Transcribe the stretch from "In any case, it" through "of those purposes." in the text on Land Board lease discounts, word for word.

- **EXTRACT TO READ**:
-------------------------
The practice of granting steep discounts to charitable, religious, and educational organizations is one of long-standing with the Land Board. Sometimes the rent is a nominal $1 a year. More recently, rents have been set at 20 percent of the market value of the lease, in the board’s belief that the Department of Land and Natural Resources cannot waive the Office of Hawaiian Affairs’ entitlement to 20 percent of the market-based value of ceded lands.

In any case, it would seem to have been the wish of the state Legislature that such discounts be granted. Section 171-41, Hawai’i Revised Statutes, gives the Land Board the power to lease, “by direct negotiation and without recourse to public auction,” public lands to religious, charitable, or educational organizations, for furtherance of those purposes.

But to at least some of the board’s newest members, the practice smacks of favoritism at best, and, at worst, a sort of bleeding-heart liberal mindset that has no place in the hard-nosed, dog-eat-dog, pull-your-own weight, hoist-by-bootstrap world that they seem to believe Hawai’i should become.

The most ardent exponent of this position is Kaua’i board member Lynn McCrory. After a relatively quiescent first year on the board she was appointed by Governor Benjamin Cayetano in 1996, and began service on the board in July of that year – McCrory has begun to reveal apparently deep-seated personal opinions and belief that, if enshrined as board policy, would change radically the status quo.

The Business of Religion

The first whiff of change came at the August 21, 1997, board meeting. Before the Land Board was a proposal to let St. Theresa’s Roman Catholic Church in Kekaha, Kaua’i, use about two acres of state land as a recreational area and ballfield. The report recommended letting the church rent the land for 25 percent of the market rental rate (yet to be determined by an appraiser).

After the routine presentation of the staffs recommendation, McCrory announced she had “a number of concerns.”
-------------------------
- **DATA ENTRIES**:

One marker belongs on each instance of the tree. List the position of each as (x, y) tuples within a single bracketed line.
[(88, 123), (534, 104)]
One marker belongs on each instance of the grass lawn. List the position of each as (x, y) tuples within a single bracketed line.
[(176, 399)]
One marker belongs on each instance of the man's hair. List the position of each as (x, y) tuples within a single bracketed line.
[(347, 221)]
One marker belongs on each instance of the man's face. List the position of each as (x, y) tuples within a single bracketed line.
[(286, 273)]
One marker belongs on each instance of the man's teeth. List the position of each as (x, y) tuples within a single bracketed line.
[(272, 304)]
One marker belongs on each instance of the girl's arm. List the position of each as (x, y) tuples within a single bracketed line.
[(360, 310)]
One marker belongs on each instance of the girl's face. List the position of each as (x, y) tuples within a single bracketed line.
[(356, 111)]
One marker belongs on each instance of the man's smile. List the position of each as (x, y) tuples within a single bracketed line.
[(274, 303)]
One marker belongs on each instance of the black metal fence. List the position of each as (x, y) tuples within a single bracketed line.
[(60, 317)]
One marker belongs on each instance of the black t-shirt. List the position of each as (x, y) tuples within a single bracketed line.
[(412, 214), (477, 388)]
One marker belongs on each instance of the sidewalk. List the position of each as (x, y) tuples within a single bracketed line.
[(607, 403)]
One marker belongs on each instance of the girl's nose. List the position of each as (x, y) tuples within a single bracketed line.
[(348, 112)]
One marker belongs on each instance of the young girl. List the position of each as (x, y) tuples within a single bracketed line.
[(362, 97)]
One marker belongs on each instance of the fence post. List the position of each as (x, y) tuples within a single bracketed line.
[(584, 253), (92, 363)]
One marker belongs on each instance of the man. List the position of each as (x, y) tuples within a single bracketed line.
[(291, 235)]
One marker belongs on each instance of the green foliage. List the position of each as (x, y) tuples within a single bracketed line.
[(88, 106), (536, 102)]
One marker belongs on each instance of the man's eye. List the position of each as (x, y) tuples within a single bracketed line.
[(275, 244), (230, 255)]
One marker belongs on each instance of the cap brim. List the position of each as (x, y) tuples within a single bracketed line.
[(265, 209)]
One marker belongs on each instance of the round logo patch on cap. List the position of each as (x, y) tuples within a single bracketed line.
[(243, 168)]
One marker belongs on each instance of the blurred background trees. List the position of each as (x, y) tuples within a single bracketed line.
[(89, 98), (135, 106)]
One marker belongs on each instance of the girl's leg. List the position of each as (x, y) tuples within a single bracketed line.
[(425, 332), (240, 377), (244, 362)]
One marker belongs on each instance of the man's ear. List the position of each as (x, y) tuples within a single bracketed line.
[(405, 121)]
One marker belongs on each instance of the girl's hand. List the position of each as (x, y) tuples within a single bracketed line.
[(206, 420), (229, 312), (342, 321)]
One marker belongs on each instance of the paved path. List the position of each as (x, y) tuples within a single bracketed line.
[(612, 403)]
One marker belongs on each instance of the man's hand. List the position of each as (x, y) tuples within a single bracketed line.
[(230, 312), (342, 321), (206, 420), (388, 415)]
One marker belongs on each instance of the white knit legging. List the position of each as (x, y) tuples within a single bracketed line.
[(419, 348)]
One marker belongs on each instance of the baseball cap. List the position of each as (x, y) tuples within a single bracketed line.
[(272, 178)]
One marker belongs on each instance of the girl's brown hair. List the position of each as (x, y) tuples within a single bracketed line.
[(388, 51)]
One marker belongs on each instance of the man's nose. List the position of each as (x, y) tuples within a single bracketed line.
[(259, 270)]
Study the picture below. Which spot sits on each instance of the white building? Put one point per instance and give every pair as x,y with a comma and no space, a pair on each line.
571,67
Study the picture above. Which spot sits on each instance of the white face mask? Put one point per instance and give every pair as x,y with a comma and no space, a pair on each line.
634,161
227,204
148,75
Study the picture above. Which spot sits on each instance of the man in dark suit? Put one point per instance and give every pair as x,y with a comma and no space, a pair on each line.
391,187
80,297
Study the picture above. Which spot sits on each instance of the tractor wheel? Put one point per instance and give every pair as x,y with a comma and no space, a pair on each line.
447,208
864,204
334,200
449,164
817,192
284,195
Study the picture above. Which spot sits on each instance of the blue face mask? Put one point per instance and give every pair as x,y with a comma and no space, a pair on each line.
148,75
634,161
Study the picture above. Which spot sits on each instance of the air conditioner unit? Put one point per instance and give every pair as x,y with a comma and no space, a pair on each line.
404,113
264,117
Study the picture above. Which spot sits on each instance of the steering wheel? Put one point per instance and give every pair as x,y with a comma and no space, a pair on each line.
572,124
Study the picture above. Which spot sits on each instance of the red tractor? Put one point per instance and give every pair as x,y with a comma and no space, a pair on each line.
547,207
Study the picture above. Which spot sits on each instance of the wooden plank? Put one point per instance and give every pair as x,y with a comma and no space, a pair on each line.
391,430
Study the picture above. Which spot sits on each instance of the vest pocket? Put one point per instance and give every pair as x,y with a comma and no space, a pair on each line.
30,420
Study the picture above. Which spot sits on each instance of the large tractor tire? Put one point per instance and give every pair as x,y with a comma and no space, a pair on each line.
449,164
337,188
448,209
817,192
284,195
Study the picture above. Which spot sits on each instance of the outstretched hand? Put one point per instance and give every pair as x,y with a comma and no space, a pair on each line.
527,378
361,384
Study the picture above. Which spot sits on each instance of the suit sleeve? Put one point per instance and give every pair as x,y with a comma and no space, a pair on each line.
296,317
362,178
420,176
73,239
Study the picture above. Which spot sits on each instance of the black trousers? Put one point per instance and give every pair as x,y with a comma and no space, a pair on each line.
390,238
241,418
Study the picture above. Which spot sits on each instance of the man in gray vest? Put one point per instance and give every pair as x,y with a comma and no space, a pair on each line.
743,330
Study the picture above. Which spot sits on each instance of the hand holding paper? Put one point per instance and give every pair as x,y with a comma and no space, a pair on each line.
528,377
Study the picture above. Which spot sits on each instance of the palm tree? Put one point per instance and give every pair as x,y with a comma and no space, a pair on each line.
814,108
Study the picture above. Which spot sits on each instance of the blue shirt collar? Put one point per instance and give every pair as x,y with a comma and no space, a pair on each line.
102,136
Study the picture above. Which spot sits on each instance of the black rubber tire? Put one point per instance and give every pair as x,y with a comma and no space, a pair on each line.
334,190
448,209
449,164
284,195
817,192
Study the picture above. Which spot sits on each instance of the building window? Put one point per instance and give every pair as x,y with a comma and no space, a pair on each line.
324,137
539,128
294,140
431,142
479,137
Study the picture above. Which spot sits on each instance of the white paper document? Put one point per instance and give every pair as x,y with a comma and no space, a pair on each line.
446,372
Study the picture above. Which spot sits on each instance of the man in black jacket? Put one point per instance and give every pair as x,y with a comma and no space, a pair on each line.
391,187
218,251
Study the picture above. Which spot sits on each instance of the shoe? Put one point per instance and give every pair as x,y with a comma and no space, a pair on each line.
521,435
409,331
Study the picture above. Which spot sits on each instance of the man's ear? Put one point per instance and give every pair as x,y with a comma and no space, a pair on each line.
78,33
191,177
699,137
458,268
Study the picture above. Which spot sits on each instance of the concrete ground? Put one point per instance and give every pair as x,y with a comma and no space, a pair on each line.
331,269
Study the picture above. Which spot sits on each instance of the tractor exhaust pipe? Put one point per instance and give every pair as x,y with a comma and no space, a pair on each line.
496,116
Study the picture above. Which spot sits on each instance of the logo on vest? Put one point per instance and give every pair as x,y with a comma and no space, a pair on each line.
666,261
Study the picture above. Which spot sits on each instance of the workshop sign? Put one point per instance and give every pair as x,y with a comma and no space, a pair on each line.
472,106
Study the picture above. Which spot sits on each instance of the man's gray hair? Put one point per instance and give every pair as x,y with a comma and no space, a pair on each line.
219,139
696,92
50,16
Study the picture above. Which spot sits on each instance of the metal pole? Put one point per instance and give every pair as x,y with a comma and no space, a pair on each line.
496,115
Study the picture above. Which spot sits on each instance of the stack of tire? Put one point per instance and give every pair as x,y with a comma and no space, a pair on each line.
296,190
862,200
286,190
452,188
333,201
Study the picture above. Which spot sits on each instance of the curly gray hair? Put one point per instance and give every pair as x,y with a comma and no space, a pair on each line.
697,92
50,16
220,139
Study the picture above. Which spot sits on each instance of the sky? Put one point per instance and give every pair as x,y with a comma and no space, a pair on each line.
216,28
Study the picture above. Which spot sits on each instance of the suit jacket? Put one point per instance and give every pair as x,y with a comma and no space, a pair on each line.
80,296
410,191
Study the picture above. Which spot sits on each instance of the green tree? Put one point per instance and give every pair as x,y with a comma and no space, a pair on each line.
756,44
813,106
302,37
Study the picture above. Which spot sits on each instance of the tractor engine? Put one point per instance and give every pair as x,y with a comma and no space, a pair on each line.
-------------------------
- **OUTPUT OF THE TASK**:
In any case, it would seem to have been the wish of the state Legislature that such discounts be granted. Section 171-41, Hawai’i Revised Statutes, gives the Land Board the power to lease, “by direct negotiation and without recourse to public auction,” public lands to religious, charitable, or educational organizations, for furtherance of those purposes.